* **Objective**
Copy out, unchanged, the part of the data that opens with the line containing "Target: aluminum ladder frame" and closes with the final line of the data, including both of those lines.

※

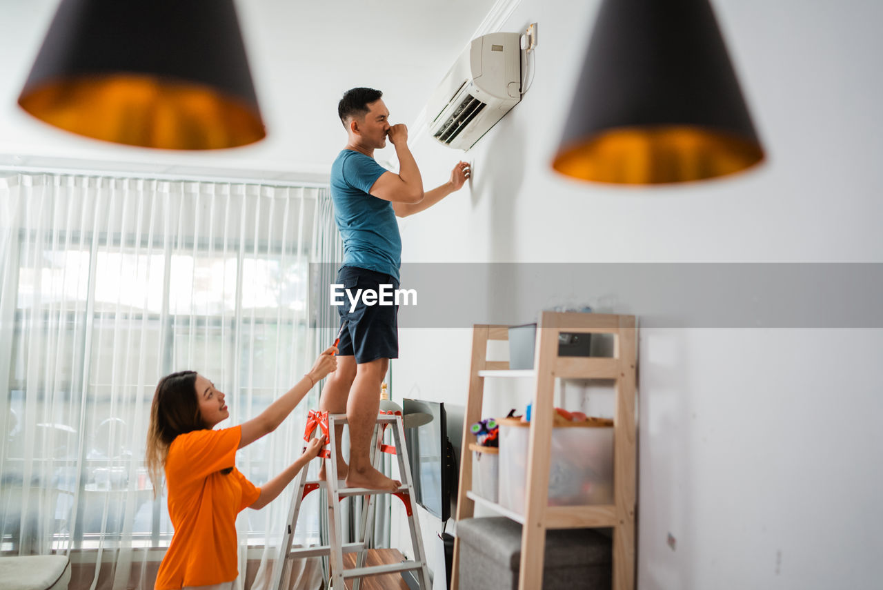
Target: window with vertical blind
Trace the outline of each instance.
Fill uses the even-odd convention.
[[[183,369],[205,374],[227,394],[224,427],[309,369],[307,279],[323,190],[0,178],[0,551],[168,545],[166,499],[155,499],[144,469],[156,382]],[[299,456],[316,395],[239,451],[255,484]],[[240,543],[281,535],[287,492],[242,513]],[[300,542],[318,537],[317,512],[306,511],[315,516],[298,526]]]

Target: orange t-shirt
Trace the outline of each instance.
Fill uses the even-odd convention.
[[[160,564],[155,590],[236,579],[236,515],[260,488],[233,465],[241,427],[194,430],[172,441],[166,457],[169,516],[175,533]],[[222,469],[232,467],[228,474]]]

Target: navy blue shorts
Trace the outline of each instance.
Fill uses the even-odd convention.
[[[391,275],[358,267],[341,267],[337,271],[337,284],[353,297],[358,290],[381,292],[381,285],[392,285],[398,289],[398,281]],[[395,297],[391,297],[395,301]],[[341,324],[346,328],[340,335],[337,346],[341,356],[355,356],[357,363],[367,363],[377,359],[398,359],[398,306],[381,306],[379,303],[366,305],[361,296],[351,312],[350,298],[343,296],[343,305],[337,307]]]

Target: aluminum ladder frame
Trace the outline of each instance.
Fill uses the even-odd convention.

※

* **Result for this exercise**
Target: aluminum ladder frame
Trace the outline of each instance.
Fill uses the even-odd convention.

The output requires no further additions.